* **Work order**
In the entries that follow, count each line containing "instance" and state the total, nothing more.

Collected data
..............................
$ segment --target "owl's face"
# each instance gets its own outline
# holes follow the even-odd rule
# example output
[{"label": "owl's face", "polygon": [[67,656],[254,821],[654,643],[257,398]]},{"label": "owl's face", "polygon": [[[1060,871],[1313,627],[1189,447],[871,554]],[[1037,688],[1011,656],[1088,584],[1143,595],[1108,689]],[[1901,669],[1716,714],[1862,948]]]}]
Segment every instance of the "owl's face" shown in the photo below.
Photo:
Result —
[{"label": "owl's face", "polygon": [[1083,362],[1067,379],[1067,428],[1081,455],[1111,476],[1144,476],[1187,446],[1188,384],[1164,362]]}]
..............................
* **Solution for this problem**
2